▸ STORED DATA

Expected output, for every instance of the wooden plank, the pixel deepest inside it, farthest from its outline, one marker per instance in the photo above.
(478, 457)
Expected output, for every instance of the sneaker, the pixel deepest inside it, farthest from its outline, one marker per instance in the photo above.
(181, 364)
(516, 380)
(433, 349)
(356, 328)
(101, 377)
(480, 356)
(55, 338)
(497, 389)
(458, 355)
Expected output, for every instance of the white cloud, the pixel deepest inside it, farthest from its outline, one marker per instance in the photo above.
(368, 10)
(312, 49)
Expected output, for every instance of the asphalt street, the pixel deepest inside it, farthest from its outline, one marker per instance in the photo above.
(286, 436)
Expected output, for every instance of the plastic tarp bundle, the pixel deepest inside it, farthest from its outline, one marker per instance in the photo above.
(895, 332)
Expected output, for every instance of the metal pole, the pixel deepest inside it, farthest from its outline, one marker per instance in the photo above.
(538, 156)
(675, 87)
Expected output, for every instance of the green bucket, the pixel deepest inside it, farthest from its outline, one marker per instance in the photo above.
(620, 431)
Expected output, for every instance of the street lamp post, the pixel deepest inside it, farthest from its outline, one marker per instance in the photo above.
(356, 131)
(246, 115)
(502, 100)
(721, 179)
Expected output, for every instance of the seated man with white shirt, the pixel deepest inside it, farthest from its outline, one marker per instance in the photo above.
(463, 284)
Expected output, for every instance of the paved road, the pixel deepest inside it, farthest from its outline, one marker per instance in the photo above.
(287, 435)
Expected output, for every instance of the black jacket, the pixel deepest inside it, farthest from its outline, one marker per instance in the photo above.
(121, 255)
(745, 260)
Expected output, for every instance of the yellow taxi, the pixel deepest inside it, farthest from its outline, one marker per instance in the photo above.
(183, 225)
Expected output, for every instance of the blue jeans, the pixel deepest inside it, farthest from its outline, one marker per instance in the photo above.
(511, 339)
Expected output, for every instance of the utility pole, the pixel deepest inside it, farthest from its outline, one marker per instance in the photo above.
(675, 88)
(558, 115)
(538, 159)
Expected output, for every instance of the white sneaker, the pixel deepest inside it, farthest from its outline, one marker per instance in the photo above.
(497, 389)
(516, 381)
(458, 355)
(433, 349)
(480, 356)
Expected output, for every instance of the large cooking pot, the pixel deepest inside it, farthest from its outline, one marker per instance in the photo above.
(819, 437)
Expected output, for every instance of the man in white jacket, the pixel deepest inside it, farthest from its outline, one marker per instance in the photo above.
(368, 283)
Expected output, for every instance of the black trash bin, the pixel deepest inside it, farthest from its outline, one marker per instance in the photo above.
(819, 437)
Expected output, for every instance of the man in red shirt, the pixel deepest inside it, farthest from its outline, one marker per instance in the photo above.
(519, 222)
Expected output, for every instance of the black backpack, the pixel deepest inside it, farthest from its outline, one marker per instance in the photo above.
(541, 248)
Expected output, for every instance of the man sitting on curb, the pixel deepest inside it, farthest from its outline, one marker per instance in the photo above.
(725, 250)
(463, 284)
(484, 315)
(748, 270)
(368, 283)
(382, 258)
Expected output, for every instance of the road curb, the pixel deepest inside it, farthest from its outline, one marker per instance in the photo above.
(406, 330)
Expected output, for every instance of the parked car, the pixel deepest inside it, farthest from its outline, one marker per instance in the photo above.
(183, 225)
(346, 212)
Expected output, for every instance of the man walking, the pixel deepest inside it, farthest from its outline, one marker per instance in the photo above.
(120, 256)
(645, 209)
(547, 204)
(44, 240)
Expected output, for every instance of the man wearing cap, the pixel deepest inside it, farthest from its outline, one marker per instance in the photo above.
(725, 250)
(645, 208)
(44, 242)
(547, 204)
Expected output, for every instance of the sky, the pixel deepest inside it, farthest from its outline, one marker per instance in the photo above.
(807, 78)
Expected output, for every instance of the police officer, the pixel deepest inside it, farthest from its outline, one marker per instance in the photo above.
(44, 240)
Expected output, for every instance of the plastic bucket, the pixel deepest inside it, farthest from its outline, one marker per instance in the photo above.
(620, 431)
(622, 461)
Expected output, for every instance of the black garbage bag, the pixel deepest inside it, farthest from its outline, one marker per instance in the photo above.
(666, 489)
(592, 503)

▸ EXERCISE TASK
Copy out every item above word for word, changing nothing.

▸ THE ANSWER
Expected output, for every instance of the wooden plank, the pixel deepest inside it, farthest from its outline, one marker per instance in the photo above.
(478, 457)
Expected output, for every instance of the sneaker, the pixel deepest inside it, farthest from its outline, one marker per instance in the photo above.
(181, 364)
(516, 380)
(433, 349)
(356, 328)
(101, 377)
(480, 356)
(55, 338)
(497, 389)
(458, 355)
Expected output, for every instance of the white cloud, the pixel deepest inside it, farthest from its outline, one marker per instance in the photo above.
(368, 10)
(312, 49)
Expected output, for every instance of the asphalt street, the pixel deepest inside it, farthest from its outline, one marker per instance in the photo above.
(286, 436)
Expected output, for every instance of the plastic tarp bundle, the pixel deepest inside it, farthest from its outline, one marker per instance in the photo above.
(895, 332)
Expected output, for every instance of the metal pole, the pixel deepest inside it, farthest from its outline, one marker per instance in the photo above.
(538, 156)
(675, 87)
Expected output, for every instance of the green bucket, the pixel deepest inside it, farthest from its outline, one marker per instance in the photo above.
(620, 431)
Expected output, for every instance of the street lamp post, the pixel deepest inside it, farthest from its outline, one marker per instance in the photo above.
(356, 131)
(246, 115)
(502, 100)
(721, 179)
Expected output, for every instance of the seated man with white shirt, the pixel deepest inside it, farthest from its outline, one marker per instance in the photo above.
(463, 284)
Expected output, for every instance of the paved road, the pixel deepest inside it, farthest from its outline, one marker per instance in the photo above.
(287, 435)
Expected output, for every instance of the black jacket, the pixel deepest inside it, farthest from its outline, one marker per instance in the photo above.
(121, 255)
(745, 260)
Expected output, for every instance of the yellow taxi, the pixel deepest inside it, farthest from its outline, one marker per instance in the photo above.
(183, 225)
Expected output, for every instance of the blue jeans, the pixel deepest inside it, farthest from its outline, one marker per instance in the photo above.
(511, 339)
Expected output, for every instance of the utility pole, the pixel deepest inside it, farthest from its outline, one marker per instance in the photo above.
(675, 88)
(558, 115)
(538, 159)
Expected output, for every instance of the white sneaker, the pixel deepest inside it, farthest from its outline, one marker per instance in the photo above.
(497, 389)
(516, 381)
(458, 355)
(433, 349)
(480, 356)
Expected output, for every instance of the large cooking pot, the pixel deepest inside it, farthest from its outline, one marker per instance in the photo above.
(819, 437)
Expected output, for every instance of the man in white jacket, the pixel deepest inside it, farthest from its outline, one marker per instance in the photo above.
(368, 283)
Expected output, for every instance of the black trash bin, the pixel deepest inside it, farthest from its outline, one marker per instance in the photo above.
(819, 437)
Expected output, for every instance of the man in red shirt, the pixel deepest inside it, farthest from its outline, one marker per instance in the photo above.
(519, 222)
Expected output, for every instance of the black backpack, the pixel deepest inside it, farthest from its outline, one marker per instance in the photo above.
(541, 248)
Expected output, for every instance of the man sitting on curb, the pixel deepest inside it, farthest from its outline, one marker per instance in the photo above.
(725, 250)
(463, 284)
(484, 315)
(748, 270)
(368, 283)
(382, 258)
Expected output, for every instance of the road curb, the pixel deepest inside it, farthest from its outline, one marker per instance in the photo above.
(406, 330)
Expected output, for every instance of the parked car, the pixel deepest inside it, farthest from its outline, one marker per instance in the photo above.
(183, 225)
(346, 212)
Expected output, for every instance of the man walking, the pixel deepest inside it, farthest from its outline, one marker per instance in the photo above.
(120, 256)
(645, 209)
(547, 204)
(44, 240)
Expected output, for every instance of the man wearing cap, the pixel deepest inside it, farthest from its outline, one marker per instance in the photo above.
(725, 250)
(645, 208)
(44, 242)
(547, 204)
Expected output, for every instance of the sky, the pixel deepest inside it, farthest from its outline, one marker per instance in the photo above.
(807, 78)
Expected output, for every instance of the police officer, the pixel deepest inside it, farthest from its outline, one marker per instance in the photo above.
(44, 240)
Expected output, for every instance of the plastic bucket, the pixel deepest inside it, farthest from its outline, one marker per instance in the photo above.
(620, 431)
(622, 461)
Expected output, for every instance of the black garbage bag, the pixel deepest inside it, farthest from its outline, one marker per instance in the photo above.
(666, 489)
(592, 503)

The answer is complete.